Record excerpts -
####

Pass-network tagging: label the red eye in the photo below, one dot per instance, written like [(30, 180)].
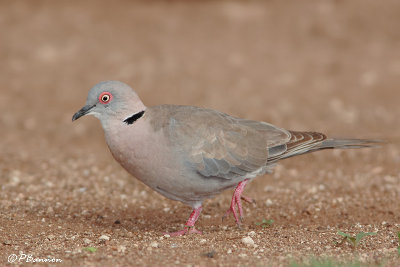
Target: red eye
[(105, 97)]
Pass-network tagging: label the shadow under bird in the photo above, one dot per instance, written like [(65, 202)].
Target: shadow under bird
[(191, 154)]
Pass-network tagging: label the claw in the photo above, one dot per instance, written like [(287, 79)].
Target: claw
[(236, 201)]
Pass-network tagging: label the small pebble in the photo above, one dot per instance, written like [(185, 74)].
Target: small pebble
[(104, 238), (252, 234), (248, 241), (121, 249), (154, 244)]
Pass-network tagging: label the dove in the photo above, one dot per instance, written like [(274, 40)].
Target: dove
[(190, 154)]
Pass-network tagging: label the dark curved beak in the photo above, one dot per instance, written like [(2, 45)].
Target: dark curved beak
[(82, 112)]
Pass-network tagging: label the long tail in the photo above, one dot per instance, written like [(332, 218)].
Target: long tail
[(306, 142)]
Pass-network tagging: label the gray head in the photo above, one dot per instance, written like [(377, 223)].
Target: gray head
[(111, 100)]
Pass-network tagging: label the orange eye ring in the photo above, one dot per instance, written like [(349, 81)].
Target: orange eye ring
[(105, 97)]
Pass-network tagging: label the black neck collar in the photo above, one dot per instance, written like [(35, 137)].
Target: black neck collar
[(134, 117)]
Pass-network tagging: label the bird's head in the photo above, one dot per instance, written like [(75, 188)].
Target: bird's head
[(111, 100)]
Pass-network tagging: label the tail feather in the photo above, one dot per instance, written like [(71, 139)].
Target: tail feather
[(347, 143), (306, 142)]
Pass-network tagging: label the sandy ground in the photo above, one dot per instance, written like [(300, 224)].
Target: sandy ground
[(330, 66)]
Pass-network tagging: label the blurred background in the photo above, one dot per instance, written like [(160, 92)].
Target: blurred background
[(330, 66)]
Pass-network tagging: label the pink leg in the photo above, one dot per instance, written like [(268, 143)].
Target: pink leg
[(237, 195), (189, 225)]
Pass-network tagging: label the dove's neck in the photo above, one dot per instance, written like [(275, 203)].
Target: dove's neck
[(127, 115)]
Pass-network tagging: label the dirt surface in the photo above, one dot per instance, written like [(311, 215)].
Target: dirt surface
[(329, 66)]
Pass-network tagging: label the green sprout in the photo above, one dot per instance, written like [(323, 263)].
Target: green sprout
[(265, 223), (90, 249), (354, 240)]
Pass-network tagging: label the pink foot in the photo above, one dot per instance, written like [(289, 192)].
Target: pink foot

####

Work order - The lines from the start of the records above through the line that holds "Pass-network tagging: label the orange" are to be copied exactly, both ends included, and no pictures are to be copied.

Result for this task -
Pass-network tagging: label the red eye in the photo below, one dot per instance, written like [(30, 180)].
Target: red eye
[(105, 97)]
Pass-network tagging: label the shadow under bird in the photo above, one dot per instance, written like [(65, 202)].
Target: shadow under bird
[(191, 154)]
Pass-network tagging: label the claw in the photo above, one dot per instance, written like [(287, 79)].
Target: claw
[(236, 201)]
Pass-network tagging: label the small pebble in the photo above, one dot per instance, written like [(185, 74)].
Target: small pebble
[(104, 238), (252, 234), (248, 241), (121, 249), (154, 244)]
Pass-network tagging: label the dove in the photo above, one dot per instance, written like [(274, 40)].
Target: dove
[(190, 154)]
Pass-network tagging: label the dark curved beak in the photo above, one dot per instance, written like [(2, 45)].
Target: dark curved beak
[(82, 112)]
Pass-network tagging: label the long tail in the photo above, one dot per instance, written like [(332, 218)].
Target: long tail
[(306, 142)]
Pass-network tagging: label the gray head in the photo above, one dot per instance, written like [(377, 223)].
Target: gray head
[(111, 100)]
Pass-network tagging: label the orange eye ring in the photo above, one dot per instance, written like [(349, 81)].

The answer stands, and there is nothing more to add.